_TASKS TO PERFORM_
1. Answer these questions from the banana facts post:
(a) At which school did the professor teach the physiological psych class?
(b) What three natural sugars do bananas contain?
(c) How many bananas provide enough energy for a strenuous 90-minute workout?
2. Please repeat a passage from the banana facts post word for word, beginning at the words that contain "# Random Banana" and stopping after "same way again.".
3. Summarize the banana facts post in two sentences.

_PAGE EXTRACT_
# Random Banana Facts



## Lex's Guardian (Aug 8, 2009)

A professor at CCNY for a physiological psych class told his class about bananas. He said the expression "going bananas" is from the effects of bananas on the brain.. 

Read on:

Never, put your banana in the refrigerator!!!
This is interesting.
After reading this, you'll never look at a banana in the same way again.

Bananas contain three natural sugars - sucrose, fructose and glucose combined with fiber. A banana gives an instant, sustained and substantial boost of energy.

Research has proven that just two bananas provide enough energy for a strenuous 90-minute workout. No wonder the banana is the number one fruit with the world's leading athletes.

But energy isn't the only way a banana can help us keep fit. It can also help overcome or prevent a substantial number of illnesses and conditions, making it a must to add to our daily diet.

(Saved data entries)

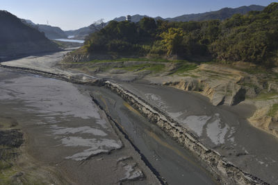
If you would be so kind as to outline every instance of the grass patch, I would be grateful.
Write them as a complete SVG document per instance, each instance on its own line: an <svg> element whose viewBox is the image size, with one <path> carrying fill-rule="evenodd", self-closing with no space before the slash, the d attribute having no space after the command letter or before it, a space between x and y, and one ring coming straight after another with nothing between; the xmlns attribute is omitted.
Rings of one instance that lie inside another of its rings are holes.
<svg viewBox="0 0 278 185"><path fill-rule="evenodd" d="M272 100L275 98L277 98L277 96L278 96L278 92L263 92L259 94L256 98L256 100Z"/></svg>
<svg viewBox="0 0 278 185"><path fill-rule="evenodd" d="M273 117L275 116L276 112L277 112L277 111L278 111L278 103L273 104L272 106L271 106L271 108L268 113L268 116Z"/></svg>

_TASK SOLUTIONS_
1.
(a) CCNY
(b) Sucrose, fructose and glucose
(c) Two

2.
# Random Banana Facts



## Lex's Guardian (Aug 8, 2009)

A professor at CCNY for a physiological psych class told his class about bananas. He said the expression "going bananas" is from the effects of bananas on the brain.. 

Read on:

Never, put your banana in the refrigerator!!!
This is interesting.
After reading this, you'll never look at a banana in the same way again.

3. The banana facts post passes on a CCNY professor's claim that the expression "going bananas" comes from the effects of bananas on the brain, and it warns never to put a banana in the refrigerator. It states that bananas combine three natural sugars with fiber for an energy boost, that two bananas provide enough energy for a strenuous 90-minute workout, and that bananas can help overcome or prevent many illnesses and conditions.